Hatred or intolerance of another race or other races
None of us is a perfect being, yes, we all succumb to racial stereotyping and we justify it quite readily. I have been the victim of racism by none other than a group of drunk/drugged gay Asian males. And have on more than one occasion been witness to gay Asian males slagging of white and other races. So are we in a win win lose lose situation? Or is this just the society we live in today??
I am not sure what defines a racist these days and what is racist behaviour.
I like myself, and my exotic nature, I like my mix and the fact that I don’t look like anyone else I know or have seen. You see, everything about me is unique. Flawed (not to complex). Growing up I was fat, dark and in an all white school, of course I copped it big time, but it did not shape me negatively, in fact it has done nothing but strengthen my resolve to be the best human being I can be. I played irresponsible victim for years and when I started taking some form of responsibility for my emotions, I ended up here, strong, independent, sexy and a believer in the best in people. I want people to look at me and see something different, I love that the first question I get asked is "where are you from?" I LOVE IT.
So yes, I am a gay male of a mixed background. I am not Asian and admittedly I am not attracted to Asian men, I find most to be beautiful, soft skin etc. But if my preference is for big hairy white men does that make me racist? I have made this point before, if someone swept me off my feet and they were non-white, then of course I would follow my heart :)
So I don’t know if there will ever be an answer to this issue, I suspect it will be ongoing and ever-present. My hairdresser told me that her children do not know what racism is. They are of Iranian stock and mix with Dutch, Chinese, Lebanese, and white kids all-day and everyday.
Maybe Whitney Houston got it right…"I believe the children are our future"
ambience77
10th August 2007, 12:11 PM
Everyone is entitled to their opinion, tastes, likes and dislikes and preferences. Of course we judge others in public and gossip or bitch about your friends with another, but whether you say it out loud and be heard or do it among yourselves is completely different. There's backstabbing, at least it's not heard (if eventually it comes back to you, ah well I guess that's back luck) but then there's confrontation. I agree with Nevarro that this thread does go beyond the race issues, it is about bully in general and the level of tolerance.
The other week a girl was talking to another workmate about me, she thought she whispered it, but when she barks it’s usually heard. I paused my itune to hear what she was bitching, I thought to myself “Pffft, you’re just a loud cow who gossip about everyone”. It is common courtesy that you shouldn’t gossip about others in an office or when the person you are talking about is present. I have a high level of tolerance these days, I used to be sensitive but I have learnt that if you react then you are probably just as bad as the person who talks about you.

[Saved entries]
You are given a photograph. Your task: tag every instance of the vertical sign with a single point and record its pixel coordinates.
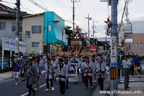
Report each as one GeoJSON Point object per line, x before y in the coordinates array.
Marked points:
{"type": "Point", "coordinates": [17, 45]}
{"type": "Point", "coordinates": [113, 49]}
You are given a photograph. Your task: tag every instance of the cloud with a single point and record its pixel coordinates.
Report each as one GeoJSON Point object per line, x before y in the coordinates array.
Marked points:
{"type": "Point", "coordinates": [138, 17]}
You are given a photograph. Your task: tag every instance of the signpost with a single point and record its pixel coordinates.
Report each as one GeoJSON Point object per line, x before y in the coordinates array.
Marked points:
{"type": "Point", "coordinates": [12, 46]}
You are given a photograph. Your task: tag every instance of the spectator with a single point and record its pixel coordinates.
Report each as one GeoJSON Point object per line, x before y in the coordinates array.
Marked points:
{"type": "Point", "coordinates": [137, 65]}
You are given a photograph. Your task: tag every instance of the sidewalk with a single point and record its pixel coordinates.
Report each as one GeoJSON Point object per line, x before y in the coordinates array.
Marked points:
{"type": "Point", "coordinates": [106, 85]}
{"type": "Point", "coordinates": [136, 85]}
{"type": "Point", "coordinates": [5, 76]}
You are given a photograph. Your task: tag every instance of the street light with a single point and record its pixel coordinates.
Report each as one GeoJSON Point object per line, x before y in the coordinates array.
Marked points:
{"type": "Point", "coordinates": [67, 27]}
{"type": "Point", "coordinates": [54, 21]}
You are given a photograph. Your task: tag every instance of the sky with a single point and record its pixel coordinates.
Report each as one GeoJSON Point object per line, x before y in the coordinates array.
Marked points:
{"type": "Point", "coordinates": [98, 11]}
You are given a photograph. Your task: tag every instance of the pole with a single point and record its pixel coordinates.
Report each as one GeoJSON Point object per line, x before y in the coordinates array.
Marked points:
{"type": "Point", "coordinates": [47, 39]}
{"type": "Point", "coordinates": [18, 17]}
{"type": "Point", "coordinates": [62, 39]}
{"type": "Point", "coordinates": [73, 15]}
{"type": "Point", "coordinates": [89, 18]}
{"type": "Point", "coordinates": [88, 26]}
{"type": "Point", "coordinates": [2, 54]}
{"type": "Point", "coordinates": [106, 40]}
{"type": "Point", "coordinates": [93, 32]}
{"type": "Point", "coordinates": [10, 59]}
{"type": "Point", "coordinates": [114, 82]}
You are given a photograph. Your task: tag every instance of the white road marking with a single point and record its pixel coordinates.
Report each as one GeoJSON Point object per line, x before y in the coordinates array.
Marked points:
{"type": "Point", "coordinates": [34, 89]}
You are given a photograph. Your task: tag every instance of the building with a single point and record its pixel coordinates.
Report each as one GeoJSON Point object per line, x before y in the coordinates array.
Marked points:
{"type": "Point", "coordinates": [8, 22]}
{"type": "Point", "coordinates": [134, 40]}
{"type": "Point", "coordinates": [35, 29]}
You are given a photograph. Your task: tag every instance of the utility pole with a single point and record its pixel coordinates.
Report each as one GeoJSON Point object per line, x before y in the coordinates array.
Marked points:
{"type": "Point", "coordinates": [93, 31]}
{"type": "Point", "coordinates": [94, 27]}
{"type": "Point", "coordinates": [114, 67]}
{"type": "Point", "coordinates": [74, 13]}
{"type": "Point", "coordinates": [17, 29]}
{"type": "Point", "coordinates": [18, 18]}
{"type": "Point", "coordinates": [89, 18]}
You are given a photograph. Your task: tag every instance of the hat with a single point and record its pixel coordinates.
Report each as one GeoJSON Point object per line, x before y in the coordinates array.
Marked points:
{"type": "Point", "coordinates": [60, 59]}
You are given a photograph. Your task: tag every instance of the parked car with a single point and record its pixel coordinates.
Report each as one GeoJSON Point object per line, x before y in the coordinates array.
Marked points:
{"type": "Point", "coordinates": [5, 64]}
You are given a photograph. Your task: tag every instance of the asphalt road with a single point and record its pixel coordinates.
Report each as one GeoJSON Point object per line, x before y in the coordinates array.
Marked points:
{"type": "Point", "coordinates": [8, 88]}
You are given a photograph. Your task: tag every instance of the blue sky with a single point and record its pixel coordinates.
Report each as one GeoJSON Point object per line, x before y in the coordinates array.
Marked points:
{"type": "Point", "coordinates": [97, 10]}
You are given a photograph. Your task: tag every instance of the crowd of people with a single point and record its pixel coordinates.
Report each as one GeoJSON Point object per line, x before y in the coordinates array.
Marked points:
{"type": "Point", "coordinates": [131, 65]}
{"type": "Point", "coordinates": [58, 67]}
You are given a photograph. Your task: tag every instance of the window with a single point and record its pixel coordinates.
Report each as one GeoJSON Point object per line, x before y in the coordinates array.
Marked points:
{"type": "Point", "coordinates": [141, 46]}
{"type": "Point", "coordinates": [27, 33]}
{"type": "Point", "coordinates": [35, 44]}
{"type": "Point", "coordinates": [136, 46]}
{"type": "Point", "coordinates": [129, 46]}
{"type": "Point", "coordinates": [2, 25]}
{"type": "Point", "coordinates": [36, 29]}
{"type": "Point", "coordinates": [14, 26]}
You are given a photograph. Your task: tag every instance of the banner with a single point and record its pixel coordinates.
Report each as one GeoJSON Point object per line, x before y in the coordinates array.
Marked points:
{"type": "Point", "coordinates": [92, 47]}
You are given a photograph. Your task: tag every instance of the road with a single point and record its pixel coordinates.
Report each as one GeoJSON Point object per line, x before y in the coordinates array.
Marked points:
{"type": "Point", "coordinates": [8, 88]}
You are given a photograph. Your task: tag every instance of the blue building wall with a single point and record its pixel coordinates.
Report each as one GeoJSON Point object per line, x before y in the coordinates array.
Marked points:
{"type": "Point", "coordinates": [55, 34]}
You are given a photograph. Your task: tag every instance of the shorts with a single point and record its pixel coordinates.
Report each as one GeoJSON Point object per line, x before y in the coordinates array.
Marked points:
{"type": "Point", "coordinates": [137, 68]}
{"type": "Point", "coordinates": [16, 75]}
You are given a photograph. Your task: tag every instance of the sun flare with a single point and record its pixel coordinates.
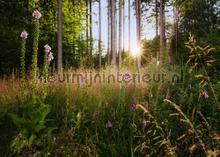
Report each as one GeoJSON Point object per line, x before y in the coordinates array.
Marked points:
{"type": "Point", "coordinates": [135, 50]}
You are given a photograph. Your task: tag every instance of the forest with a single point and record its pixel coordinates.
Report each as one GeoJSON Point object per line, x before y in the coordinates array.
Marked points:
{"type": "Point", "coordinates": [110, 78]}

Problem 1
Print the part of the forum discussion on racism that opens with the words containing "So yes, I am" and closes with "my heart :)".
Problem 2
Answer these questions on the forum discussion on racism:
(a) According to the first post, which group was responsible for the racism the writer experienced?
(b) Of what stock are the hairdresser's children?
(c) What did the writer of the second post pause in order to hear what the workmate was saying?

Exercise output 1
So yes, I am a gay male of a mixed background. I am not Asian and admittedly I am not attracted to Asian men, I find most to be beautiful, soft skin etc. But if my preference is for big hairy white men does that make me racist? I have made this point before, if someone swept me off my feet and they were non-white, then of course I would follow my heart :)

Exercise output 2
(a) A group of drunk/drugged gay Asian males.
(b) Iranian stock.
(c) The writer's itune.